# [Page excerpt]
━━━

Officials in Minnesota say they believe Andrea Lynne Chisholm, 54, and Colin A.J. Chisholm, III, 62, have left the country and headed “someplace warm.” The Lord and Lady have been on the run for about six weeks.
In Florida, the Department of Children and Families is still reviewing the case. If evidence of fraud is turned up here, another investigation could be launched, according to Ashley Carr, a spokeswoman for Florida Chief Financial Officer Jeff Atwater.
In all, the Chisholms fraudulently took $167,420 in benefits from Minnesota, according to a criminal complaint filed in Hennepin County. About $60,000 of it went toward massages at a spa.
The story the duo told benefit workers to reel in that money is more than a little different than the life they were actually leading. In public assistance paperwork filled out between 2004 and 2012, they claimed they had to live with Andrea Chisholm’s mom in Minneapolis. They said they had no jobs, no cars and, at one point, just $80 cash to their names, the criminal complaint said.
Meanwhile, Colin Chisholm was telling potential investors in TCN Networks, a satellite television company he owned, that he had assets totaling $97 million.
“He’s a con artist,” said Virginia Mance Chisholm of North Carolina, who was married to him for more than 20 years and helped investigators in Minnesota build their case. “This is what he did for a living.”
In 2004, at same time the Chisholms were beginning to apply for benefits in Minnesota, the couple were also negotiating the purchase of $1.2 million, Fort Lauderdale-based 1963 yacht called the “Wishing Star.”
Colin Chisholm told the yacht’s owner, Richard Ross of Stuart, that he controlled about $30 million in network television advertising on CNBC. Ross and the Chisholms agreed to a down payment of $220,000, monthly payments of $7,500 and a lump sum payment of $157,000, due in March 2005.
The Chisholms took over the yacht in January 2005. They renamed it the “Andrea Aras” and docked it at the luxury marina at Turnberry Isle in Aventura, Fla.

━━━

[Image-grounded pointing data]

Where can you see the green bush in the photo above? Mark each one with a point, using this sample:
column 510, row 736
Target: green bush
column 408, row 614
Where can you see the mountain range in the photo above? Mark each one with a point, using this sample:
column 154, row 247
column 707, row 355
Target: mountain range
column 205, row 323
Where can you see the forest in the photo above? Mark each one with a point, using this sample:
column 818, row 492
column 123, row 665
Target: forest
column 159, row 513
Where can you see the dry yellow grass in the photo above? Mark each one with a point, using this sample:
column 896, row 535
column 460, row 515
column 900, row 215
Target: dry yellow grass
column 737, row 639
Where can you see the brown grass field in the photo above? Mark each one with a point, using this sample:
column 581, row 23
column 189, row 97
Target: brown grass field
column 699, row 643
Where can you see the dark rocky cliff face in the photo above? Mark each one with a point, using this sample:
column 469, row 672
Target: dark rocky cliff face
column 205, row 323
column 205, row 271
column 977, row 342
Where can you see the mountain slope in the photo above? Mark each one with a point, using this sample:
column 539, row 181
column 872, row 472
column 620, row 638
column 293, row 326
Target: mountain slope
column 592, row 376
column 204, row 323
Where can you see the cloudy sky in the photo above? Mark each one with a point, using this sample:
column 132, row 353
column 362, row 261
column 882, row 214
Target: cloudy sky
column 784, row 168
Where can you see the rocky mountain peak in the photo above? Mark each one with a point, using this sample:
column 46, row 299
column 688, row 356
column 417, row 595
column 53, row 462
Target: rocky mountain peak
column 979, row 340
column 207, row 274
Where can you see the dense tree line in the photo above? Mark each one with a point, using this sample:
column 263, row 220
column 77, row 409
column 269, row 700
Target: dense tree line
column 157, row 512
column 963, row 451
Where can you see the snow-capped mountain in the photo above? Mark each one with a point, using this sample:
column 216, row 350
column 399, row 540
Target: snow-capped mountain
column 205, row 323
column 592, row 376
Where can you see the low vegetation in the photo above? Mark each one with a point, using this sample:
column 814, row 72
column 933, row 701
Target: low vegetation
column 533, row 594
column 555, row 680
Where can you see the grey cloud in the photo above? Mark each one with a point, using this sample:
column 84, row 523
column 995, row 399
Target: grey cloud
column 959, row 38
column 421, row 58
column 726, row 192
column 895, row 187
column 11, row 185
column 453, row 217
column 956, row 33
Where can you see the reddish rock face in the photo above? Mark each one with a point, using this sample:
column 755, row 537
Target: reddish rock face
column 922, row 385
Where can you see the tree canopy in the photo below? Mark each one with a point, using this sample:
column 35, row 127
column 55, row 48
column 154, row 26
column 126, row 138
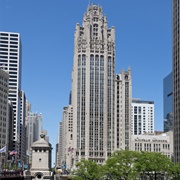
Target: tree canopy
column 128, row 165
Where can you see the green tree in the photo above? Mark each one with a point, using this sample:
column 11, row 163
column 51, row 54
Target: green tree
column 154, row 164
column 87, row 170
column 121, row 165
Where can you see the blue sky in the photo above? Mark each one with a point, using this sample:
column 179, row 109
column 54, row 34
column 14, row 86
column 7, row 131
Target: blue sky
column 143, row 42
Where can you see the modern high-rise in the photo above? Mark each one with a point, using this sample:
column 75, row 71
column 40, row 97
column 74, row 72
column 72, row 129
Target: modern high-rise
column 176, row 77
column 10, row 61
column 22, row 149
column 123, row 99
column 4, row 121
column 33, row 129
column 93, row 87
column 142, row 116
column 168, row 102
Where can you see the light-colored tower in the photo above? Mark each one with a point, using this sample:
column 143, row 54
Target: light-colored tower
column 93, row 78
column 168, row 102
column 123, row 99
column 33, row 128
column 59, row 157
column 176, row 77
column 22, row 151
column 10, row 61
column 4, row 121
column 142, row 116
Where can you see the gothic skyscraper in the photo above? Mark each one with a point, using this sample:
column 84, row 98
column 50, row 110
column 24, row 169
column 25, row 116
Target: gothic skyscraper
column 93, row 79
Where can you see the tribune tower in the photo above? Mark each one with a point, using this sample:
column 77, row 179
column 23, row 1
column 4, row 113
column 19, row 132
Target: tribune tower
column 93, row 78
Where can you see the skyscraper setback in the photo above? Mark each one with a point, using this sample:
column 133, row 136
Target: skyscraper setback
column 93, row 78
column 10, row 61
column 98, row 119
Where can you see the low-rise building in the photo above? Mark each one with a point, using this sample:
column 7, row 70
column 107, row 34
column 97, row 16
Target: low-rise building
column 162, row 143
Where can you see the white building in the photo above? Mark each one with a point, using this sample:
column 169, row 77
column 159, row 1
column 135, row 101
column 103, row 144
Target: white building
column 93, row 83
column 162, row 143
column 142, row 116
column 123, row 99
column 33, row 129
column 10, row 61
column 66, row 149
column 4, row 121
column 22, row 150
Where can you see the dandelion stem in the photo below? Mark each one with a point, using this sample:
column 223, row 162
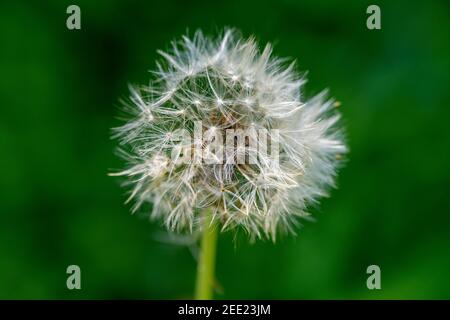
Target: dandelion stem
column 206, row 261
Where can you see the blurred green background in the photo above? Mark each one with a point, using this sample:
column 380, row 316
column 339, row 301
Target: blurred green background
column 59, row 92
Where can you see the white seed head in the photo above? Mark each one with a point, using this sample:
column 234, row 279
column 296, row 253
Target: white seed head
column 228, row 84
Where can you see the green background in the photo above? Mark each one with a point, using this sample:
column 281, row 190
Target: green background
column 59, row 94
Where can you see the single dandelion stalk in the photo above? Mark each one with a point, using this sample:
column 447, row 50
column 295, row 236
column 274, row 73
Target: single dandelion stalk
column 223, row 128
column 206, row 260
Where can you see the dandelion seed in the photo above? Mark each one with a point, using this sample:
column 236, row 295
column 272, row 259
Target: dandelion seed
column 227, row 83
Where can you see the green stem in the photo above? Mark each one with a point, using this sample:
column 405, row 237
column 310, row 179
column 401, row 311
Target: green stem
column 206, row 259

━━━

# [Aim of the task]
According to the page excerpt about the Chisholm fraud case, how much of the benefits taken from Minnesota went toward massages at a spa?

# [Response area]
About $60,000.